The first part of the line was opened by Prussian State Railways, between Złotoryja and Chojnów, on 15 September 1906. The section between Chojnów and Rokitki opened on 1 December 1906. The line connected to Legnica, Wrocław, and Berlin, part of the Berlin–Wrocław railway.

Passenger services were first withdrawn on 8 February 1991 between Złotoryja and Chojnów. This section was fully closed in 2002, as freight trains still ran occasionally. Passenger services between Chojnów and Rokitki were also withdrawn in 2002. The entire line was fully closed by 2005. The section between Złotoryja and Chojnów was fully dismantled by 2014.

=== Restoration of Chojnów–Rokitki ===
The line between Chojnów and Rokitki had been closed since 2002. Between 2007 and 2010, the Lower Silesian Voivodeship repeatedly approached Polish State Railways and the Ministry of Infrastructure for the full restoration of the section. Polish State Railways and the ministry responded that the line was unnecessary for use and that reopening it would require substantial investment and rebuilding works, at an estimated cost of around 5 million PLN.

════════════════════

__WORK INSTRUCTION__. Continue the text about the Złotoryja–Chojnów–Rokitki railway line after its last sentence. The material that comes next has no connection to the text about the railway line.

__RECORDS SUPPLIED__.
════════════════════

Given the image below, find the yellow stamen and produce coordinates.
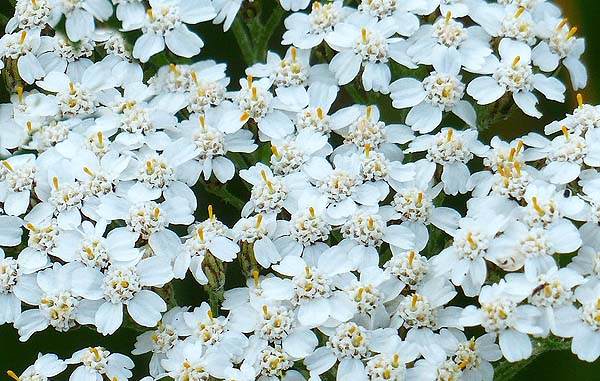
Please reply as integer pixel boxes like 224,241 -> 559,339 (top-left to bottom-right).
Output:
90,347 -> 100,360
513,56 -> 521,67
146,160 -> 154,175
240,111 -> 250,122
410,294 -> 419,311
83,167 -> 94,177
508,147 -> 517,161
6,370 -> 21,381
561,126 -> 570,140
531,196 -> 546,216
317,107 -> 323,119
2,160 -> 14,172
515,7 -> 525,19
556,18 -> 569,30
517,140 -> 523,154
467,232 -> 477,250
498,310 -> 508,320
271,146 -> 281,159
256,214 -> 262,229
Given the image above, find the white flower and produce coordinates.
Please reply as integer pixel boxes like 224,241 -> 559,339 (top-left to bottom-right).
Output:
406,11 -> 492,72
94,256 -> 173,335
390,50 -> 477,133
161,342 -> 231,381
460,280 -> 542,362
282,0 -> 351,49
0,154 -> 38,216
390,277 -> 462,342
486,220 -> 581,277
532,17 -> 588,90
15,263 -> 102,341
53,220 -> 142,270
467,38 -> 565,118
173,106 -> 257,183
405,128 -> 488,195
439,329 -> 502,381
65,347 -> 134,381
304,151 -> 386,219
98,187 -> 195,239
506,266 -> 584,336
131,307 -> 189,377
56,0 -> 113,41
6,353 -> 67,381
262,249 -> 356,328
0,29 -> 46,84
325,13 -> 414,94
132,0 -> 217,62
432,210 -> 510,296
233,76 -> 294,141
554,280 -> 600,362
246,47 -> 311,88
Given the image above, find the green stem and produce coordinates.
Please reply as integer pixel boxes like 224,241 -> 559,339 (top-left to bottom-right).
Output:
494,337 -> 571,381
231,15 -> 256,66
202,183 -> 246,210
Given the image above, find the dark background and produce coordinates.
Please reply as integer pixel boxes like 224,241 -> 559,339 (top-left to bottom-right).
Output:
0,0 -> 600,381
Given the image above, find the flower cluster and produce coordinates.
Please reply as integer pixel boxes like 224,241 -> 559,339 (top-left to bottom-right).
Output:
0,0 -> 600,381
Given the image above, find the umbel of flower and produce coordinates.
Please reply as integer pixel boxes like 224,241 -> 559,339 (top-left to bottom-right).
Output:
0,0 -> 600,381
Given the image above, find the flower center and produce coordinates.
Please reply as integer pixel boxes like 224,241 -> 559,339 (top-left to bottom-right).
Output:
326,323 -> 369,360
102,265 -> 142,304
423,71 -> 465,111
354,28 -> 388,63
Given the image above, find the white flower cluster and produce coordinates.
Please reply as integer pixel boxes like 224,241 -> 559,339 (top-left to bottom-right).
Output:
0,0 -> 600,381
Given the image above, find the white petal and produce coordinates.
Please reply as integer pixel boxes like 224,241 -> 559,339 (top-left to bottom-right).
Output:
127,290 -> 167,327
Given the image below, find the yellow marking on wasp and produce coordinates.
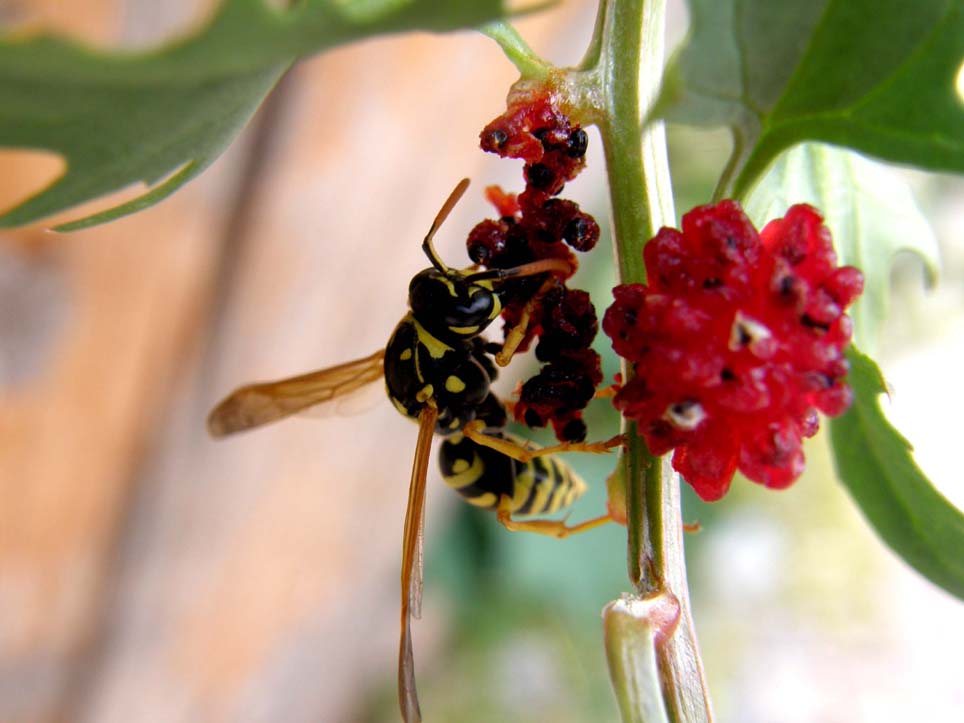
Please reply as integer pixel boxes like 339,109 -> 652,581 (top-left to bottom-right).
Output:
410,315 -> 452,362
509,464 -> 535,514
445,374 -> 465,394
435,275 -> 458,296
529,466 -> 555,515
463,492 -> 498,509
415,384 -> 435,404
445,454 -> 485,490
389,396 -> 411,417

════════════════════

__ANSWER SECTION__.
In 2014, the demolition of this section was planned, as a follow-up after the section between Złotoryja and Chojnów were dismantled between 2012 and 2014. However, this was averted, as, the Lower Silesian Voivodeship sought to acquire this section of the line, in an aim to fully restore it and bring passenger services. This was similar to other acquisitions of railways, such as Wrocław–Trzebnica which was proven to be a success. These plans were announced to the public by the voivodeship in the same year.

On 24 January 2019, the Lower Silesian Voivodeship approved the acquisition of the section, which was later formalised on 29 April 2019. Construction works began in 2021, and, on 11 December 2022, the section reopened, at the total reconstruction cost of approximately 24 million PLN, Biała Górna was a through station. Services are operated by Lower Silesian Railways regional route D13, from Legnica to Chocianów.